ЗАДАНИЕ 1
Можешь вернуть дословно участок записей от строки, в которой есть «Where can the shirt», до самого конца записей, включая обе границы?

ВЫБРАННЫЙ ТЕКСТ
******

Потом они же после нашего обучения еще должны сдавать экзамены в минобороны, после сдачи которых только получают дроны. Вот это взаимодействие также налаживали в ручном режиме.
— Эти экзамены у вас же сдаются?
— Нет, у тех, кто выдает дроны. Сейчас все немного поменялось. В каждом округе есть свой начальник БПЛА. Вот у него есть конкретное снабжение, и он своим расчетам выдает технику самостоятельно.
— Вы какие-то сертификаты выдаете бойцам? Корочка там какая-то или еще что-то?
— У нас все движение основано, так скажем, на возможностях. Вот были возможности пристроить бойцов к московским фирмам — делали. Были возможности получить корочки от ДОСААФ — пожалуйста. Но они сейчас в 4 раза подняли ценник, в итоге перестали с ними общаться.
— Не понял. Кто поднял ценник?
— ДОСААФ. Это наша извечная проблема. Некоторые вещи они для нас закрывали, потому что у нас не было своей лицензии. Ну, не задумывались мы тогда о лицензировании, официальном оформлении, не до того было. Сейчас уже спустя годы мы сделали и лицензию, и ООО оформили на новых территориях, чтобы хоть как-то легализоваться.

******

ЗАПИСИ ДАННЫХ
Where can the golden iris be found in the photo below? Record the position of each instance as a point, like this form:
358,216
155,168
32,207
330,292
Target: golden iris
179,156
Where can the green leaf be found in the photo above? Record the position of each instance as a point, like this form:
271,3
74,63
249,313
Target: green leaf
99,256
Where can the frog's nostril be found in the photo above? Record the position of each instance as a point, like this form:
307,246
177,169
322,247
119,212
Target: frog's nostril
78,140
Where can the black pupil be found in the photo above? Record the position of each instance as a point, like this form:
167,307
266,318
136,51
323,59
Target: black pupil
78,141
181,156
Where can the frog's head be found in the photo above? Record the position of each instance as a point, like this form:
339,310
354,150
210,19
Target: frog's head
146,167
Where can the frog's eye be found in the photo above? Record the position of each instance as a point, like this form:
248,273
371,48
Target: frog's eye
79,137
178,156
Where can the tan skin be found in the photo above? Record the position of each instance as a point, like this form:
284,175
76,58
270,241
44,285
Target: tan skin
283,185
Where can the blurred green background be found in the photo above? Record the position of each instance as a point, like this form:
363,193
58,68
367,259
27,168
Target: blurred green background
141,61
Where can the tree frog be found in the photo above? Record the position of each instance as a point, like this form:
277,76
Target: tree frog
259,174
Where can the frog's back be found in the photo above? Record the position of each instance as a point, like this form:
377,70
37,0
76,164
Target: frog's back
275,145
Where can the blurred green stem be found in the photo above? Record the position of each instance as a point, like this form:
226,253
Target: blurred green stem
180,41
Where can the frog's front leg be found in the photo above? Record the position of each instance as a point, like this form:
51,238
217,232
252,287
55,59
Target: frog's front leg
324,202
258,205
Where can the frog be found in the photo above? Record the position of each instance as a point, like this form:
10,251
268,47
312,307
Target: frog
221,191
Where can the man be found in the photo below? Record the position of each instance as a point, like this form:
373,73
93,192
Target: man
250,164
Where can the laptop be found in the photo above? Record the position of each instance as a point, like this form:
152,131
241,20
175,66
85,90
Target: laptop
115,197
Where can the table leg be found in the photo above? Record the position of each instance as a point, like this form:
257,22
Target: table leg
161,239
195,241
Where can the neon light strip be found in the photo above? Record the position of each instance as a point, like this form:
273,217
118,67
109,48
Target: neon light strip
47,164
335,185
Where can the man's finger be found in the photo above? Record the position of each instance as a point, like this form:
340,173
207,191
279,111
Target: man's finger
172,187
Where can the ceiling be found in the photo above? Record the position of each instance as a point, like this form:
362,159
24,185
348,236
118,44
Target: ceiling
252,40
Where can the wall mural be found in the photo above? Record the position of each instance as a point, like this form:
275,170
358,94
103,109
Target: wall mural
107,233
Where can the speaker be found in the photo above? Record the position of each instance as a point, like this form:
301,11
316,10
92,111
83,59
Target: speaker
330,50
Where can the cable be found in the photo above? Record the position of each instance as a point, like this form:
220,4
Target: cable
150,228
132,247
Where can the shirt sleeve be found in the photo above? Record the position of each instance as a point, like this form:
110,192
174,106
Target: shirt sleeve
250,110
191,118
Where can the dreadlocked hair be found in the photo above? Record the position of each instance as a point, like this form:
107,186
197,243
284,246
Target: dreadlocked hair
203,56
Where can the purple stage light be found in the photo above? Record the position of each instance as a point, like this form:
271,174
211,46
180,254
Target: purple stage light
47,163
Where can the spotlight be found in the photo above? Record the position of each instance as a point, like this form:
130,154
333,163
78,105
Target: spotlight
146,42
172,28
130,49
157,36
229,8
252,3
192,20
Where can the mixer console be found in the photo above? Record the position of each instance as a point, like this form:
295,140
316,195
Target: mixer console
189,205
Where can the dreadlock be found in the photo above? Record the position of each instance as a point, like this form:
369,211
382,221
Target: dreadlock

******

ЗАДАНИЕ 2
Перепечатаешь без единого изменения отрывок выбранного текста от слов «Потом они же» до слов «вас же сдаются?» включительно?

ПОЛНЫЙ ОТВЕТ 1
Where can the shirt sleeve be found in the photo above? Record the position of each instance as a point, like this form:
110,192
174,106
Target: shirt sleeve
250,110
191,118
Where can the dreadlocked hair be found in the photo above? Record the position of each instance as a point, like this form:
107,186
197,243
284,246
Target: dreadlocked hair
203,56
Where can the purple stage light be found in the photo above? Record the position of each instance as a point, like this form:
271,174
211,46
180,254
Target: purple stage light
47,163
Where can the spotlight be found in the photo above? Record the position of each instance as a point, like this form:
130,154
333,163
78,105
Target: spotlight
146,42
172,28
130,49
157,36
229,8
252,3
192,20
Where can the mixer console be found in the photo above? Record the position of each instance as a point, like this form:
295,140
316,195
Target: mixer console
189,205
Where can the dreadlock be found in the photo above? Record the position of each instance as a point, like this form:
369,211
382,221
Target: dreadlock

ПОЛНЫЙ ОТВЕТ 2
Потом они же после нашего обучения еще должны сдавать экзамены в минобороны, после сдачи которых только получают дроны. Вот это взаимодействие также налаживали в ручном режиме.
— Эти экзамены у вас же сдаются?